— Begin GIVEN RECORDS —

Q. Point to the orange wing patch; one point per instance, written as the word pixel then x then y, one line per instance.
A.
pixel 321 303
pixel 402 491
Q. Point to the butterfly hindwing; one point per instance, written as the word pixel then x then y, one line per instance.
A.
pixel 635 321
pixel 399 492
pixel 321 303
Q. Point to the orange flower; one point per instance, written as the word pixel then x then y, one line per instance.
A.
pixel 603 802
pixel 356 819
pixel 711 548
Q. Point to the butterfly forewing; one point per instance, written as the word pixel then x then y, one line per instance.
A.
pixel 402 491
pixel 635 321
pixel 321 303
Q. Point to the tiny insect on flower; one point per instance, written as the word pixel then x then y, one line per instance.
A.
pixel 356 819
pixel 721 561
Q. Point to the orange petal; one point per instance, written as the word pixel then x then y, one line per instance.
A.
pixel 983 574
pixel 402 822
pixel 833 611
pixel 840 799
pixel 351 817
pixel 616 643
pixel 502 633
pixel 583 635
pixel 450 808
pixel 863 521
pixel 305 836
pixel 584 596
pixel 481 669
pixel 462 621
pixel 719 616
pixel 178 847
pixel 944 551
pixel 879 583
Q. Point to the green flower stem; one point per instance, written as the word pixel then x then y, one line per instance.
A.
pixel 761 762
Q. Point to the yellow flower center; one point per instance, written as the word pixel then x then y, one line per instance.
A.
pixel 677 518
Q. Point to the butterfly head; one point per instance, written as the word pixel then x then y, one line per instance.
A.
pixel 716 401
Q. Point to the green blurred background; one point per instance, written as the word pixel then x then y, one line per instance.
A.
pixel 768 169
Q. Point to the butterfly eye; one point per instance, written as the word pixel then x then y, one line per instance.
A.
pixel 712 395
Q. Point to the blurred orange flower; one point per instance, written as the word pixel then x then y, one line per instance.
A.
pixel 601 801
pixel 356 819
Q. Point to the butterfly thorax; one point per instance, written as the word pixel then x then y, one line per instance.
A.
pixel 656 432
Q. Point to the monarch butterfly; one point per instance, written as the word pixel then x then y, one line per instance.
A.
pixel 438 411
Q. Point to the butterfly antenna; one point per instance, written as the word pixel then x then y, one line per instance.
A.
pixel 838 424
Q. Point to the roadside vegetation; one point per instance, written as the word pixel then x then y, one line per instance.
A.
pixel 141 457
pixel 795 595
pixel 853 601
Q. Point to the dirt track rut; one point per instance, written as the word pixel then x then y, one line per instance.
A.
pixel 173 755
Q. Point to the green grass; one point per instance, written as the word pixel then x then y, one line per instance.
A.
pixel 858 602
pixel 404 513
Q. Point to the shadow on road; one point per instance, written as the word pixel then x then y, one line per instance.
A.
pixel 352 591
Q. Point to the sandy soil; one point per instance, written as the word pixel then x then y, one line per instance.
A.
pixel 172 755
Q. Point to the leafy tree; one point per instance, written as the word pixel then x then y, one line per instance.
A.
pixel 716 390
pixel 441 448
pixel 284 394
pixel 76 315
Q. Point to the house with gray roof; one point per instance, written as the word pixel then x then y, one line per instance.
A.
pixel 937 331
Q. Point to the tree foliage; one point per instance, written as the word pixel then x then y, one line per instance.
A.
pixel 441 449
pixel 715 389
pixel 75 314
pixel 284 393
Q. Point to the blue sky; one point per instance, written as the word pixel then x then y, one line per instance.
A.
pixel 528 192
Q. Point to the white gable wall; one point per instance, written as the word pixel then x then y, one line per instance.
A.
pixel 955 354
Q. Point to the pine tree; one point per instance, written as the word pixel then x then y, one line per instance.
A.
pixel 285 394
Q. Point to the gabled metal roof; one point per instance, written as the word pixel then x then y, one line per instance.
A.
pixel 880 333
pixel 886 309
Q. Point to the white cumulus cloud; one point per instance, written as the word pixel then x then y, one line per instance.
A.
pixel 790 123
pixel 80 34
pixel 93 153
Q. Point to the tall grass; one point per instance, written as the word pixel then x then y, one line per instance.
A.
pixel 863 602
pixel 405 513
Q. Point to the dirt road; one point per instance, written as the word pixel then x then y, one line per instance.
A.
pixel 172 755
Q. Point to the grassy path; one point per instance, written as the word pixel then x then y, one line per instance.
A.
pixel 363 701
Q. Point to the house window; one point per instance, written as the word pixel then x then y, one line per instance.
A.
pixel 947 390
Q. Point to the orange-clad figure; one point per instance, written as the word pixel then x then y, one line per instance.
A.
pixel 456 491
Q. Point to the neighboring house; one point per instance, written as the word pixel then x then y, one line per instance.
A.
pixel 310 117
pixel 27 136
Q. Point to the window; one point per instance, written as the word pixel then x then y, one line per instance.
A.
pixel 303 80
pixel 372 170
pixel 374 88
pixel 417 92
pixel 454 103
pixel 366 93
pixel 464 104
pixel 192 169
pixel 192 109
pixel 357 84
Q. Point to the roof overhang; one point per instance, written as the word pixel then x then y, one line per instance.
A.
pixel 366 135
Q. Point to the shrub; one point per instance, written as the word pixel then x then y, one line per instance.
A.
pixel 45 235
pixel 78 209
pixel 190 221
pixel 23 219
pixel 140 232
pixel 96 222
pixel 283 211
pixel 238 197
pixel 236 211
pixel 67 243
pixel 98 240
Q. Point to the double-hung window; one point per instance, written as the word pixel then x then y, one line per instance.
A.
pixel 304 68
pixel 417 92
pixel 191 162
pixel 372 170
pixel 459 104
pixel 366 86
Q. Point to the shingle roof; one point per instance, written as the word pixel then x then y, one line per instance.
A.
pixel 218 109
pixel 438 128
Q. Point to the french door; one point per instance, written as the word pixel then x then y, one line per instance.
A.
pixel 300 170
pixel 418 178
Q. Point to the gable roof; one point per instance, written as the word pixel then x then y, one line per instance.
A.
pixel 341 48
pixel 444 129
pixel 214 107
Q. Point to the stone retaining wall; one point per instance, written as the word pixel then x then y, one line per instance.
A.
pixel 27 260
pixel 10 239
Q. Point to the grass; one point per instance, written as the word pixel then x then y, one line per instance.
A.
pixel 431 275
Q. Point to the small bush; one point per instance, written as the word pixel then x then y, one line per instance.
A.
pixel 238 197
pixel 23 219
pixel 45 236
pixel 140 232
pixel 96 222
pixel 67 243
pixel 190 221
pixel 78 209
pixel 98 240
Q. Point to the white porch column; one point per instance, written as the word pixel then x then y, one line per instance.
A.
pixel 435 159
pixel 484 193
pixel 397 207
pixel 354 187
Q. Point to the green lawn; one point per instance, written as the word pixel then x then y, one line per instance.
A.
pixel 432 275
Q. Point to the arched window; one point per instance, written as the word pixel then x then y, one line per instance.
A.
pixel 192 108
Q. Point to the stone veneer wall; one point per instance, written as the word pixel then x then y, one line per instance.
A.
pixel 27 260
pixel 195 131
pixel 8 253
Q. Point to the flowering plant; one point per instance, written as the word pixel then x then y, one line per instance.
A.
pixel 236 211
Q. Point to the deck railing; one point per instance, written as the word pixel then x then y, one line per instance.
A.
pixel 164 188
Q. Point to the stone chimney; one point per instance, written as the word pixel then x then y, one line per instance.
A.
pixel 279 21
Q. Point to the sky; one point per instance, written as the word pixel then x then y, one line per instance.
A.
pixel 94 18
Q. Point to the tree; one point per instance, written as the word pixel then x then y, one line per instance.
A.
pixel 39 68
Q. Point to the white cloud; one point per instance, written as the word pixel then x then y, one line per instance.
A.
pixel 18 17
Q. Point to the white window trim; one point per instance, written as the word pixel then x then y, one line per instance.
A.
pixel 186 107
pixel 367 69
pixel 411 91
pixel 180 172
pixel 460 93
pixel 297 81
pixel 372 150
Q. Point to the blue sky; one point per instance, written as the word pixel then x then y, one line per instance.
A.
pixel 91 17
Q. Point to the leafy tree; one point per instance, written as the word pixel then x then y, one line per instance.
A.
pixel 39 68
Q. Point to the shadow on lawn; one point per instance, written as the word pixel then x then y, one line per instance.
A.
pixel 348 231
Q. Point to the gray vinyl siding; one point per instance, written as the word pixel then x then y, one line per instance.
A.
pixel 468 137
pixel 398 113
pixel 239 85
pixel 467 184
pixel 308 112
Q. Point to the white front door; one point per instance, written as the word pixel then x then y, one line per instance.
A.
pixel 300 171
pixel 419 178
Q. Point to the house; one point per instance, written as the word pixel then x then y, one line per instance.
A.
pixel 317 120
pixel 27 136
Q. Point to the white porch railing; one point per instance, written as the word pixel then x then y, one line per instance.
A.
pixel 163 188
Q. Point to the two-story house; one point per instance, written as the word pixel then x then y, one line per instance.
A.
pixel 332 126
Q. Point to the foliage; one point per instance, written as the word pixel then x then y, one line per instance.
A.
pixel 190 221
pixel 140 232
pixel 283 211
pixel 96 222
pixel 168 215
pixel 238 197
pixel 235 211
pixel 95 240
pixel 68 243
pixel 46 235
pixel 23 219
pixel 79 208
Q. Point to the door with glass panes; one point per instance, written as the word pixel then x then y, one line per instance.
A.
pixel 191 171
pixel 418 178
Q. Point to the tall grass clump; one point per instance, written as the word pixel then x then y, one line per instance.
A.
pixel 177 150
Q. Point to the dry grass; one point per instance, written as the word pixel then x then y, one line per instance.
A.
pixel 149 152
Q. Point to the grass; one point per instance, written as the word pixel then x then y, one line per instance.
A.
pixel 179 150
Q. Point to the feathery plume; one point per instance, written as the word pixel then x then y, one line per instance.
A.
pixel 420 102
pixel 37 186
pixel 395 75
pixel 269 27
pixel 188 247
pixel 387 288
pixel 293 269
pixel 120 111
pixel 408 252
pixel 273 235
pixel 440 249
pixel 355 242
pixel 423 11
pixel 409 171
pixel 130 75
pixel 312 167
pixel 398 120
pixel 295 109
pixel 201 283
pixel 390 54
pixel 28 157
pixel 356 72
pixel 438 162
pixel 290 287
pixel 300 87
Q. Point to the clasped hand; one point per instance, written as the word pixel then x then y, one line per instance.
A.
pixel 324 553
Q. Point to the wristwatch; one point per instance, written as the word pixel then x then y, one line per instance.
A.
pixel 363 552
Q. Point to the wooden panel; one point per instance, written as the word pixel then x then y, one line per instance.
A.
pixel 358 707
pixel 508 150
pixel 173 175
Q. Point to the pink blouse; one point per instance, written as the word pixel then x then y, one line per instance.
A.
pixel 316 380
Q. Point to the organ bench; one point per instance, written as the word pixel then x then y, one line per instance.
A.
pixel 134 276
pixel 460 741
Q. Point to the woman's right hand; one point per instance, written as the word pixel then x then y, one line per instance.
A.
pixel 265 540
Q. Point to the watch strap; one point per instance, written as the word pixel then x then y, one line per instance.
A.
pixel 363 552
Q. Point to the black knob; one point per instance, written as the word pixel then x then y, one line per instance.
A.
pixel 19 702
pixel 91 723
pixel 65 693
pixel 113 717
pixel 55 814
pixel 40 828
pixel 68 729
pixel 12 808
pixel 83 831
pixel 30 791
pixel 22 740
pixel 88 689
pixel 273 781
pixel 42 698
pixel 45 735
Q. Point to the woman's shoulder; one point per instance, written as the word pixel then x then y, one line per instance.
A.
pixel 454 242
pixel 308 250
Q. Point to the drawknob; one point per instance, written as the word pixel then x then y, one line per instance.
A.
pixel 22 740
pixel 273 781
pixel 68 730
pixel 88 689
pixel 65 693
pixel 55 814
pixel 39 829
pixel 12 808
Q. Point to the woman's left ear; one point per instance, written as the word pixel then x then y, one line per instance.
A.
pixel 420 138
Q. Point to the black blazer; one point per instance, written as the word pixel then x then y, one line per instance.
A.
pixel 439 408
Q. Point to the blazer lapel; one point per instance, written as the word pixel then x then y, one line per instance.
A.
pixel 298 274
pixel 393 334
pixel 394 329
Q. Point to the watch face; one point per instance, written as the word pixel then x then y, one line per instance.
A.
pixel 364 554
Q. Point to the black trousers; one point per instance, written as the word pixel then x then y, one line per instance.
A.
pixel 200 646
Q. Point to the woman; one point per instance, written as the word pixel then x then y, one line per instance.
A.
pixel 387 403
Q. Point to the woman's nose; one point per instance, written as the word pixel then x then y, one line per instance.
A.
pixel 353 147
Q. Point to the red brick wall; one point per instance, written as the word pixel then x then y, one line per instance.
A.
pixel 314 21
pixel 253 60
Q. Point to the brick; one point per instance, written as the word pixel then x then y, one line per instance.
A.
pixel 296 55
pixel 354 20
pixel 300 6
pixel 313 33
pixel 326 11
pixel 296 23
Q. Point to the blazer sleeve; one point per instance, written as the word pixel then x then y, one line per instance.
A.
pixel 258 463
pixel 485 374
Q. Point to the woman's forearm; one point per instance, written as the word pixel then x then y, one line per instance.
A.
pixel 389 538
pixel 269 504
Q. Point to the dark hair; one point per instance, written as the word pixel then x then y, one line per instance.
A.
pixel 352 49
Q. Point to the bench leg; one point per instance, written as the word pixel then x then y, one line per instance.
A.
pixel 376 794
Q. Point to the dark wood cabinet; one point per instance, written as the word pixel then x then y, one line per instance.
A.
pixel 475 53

— End GIVEN RECORDS —

→ THE PROBLEM
Rewrite the stretch from the start of the records through the line containing "pixel 768 169", replacing "butterfly" with "moth" wherever it occurs and leaving everything else unchanged.

→ IN RESPONSE
Q. Point to the orange wing patch; one point per instance, written as the word pixel then x then y, one line per instance.
A.
pixel 321 303
pixel 402 491
Q. Point to the moth hindwing; one point per instance, written as the word pixel then x then y, one line per instance.
A.
pixel 635 321
pixel 399 492
pixel 321 303
Q. Point to the orange flower; one point per instance, written as the word pixel then x then y, one line per instance.
A.
pixel 603 802
pixel 356 819
pixel 711 548
Q. Point to the moth forewing; one point per instance, written as the word pixel then x then y, one line per instance.
A.
pixel 402 491
pixel 635 321
pixel 321 303
Q. Point to the tiny insect on flower; one point per instance, written as the word pixel then x then y, one line per instance.
A.
pixel 356 819
pixel 721 561
Q. Point to the orange petal; one point per instance, written as the word pixel then x then y, one line per instance.
A.
pixel 983 574
pixel 402 822
pixel 833 611
pixel 840 799
pixel 351 817
pixel 616 643
pixel 502 633
pixel 583 635
pixel 450 808
pixel 863 521
pixel 305 836
pixel 584 596
pixel 481 669
pixel 462 621
pixel 719 616
pixel 178 847
pixel 944 551
pixel 879 583
Q. Point to the green flower stem; one point per instance, written as the word pixel then x then y, one line per instance.
A.
pixel 761 762
Q. Point to the yellow flower center; one point per instance, written as the word pixel then x then y, one line per instance.
A.
pixel 677 518
Q. Point to the moth head; one point per instance, written as the word pixel then x then y, one line per instance.
A.
pixel 716 401
Q. Point to the green blurred background; one point per instance, written as the word pixel then x then y, one line per instance.
A.
pixel 768 169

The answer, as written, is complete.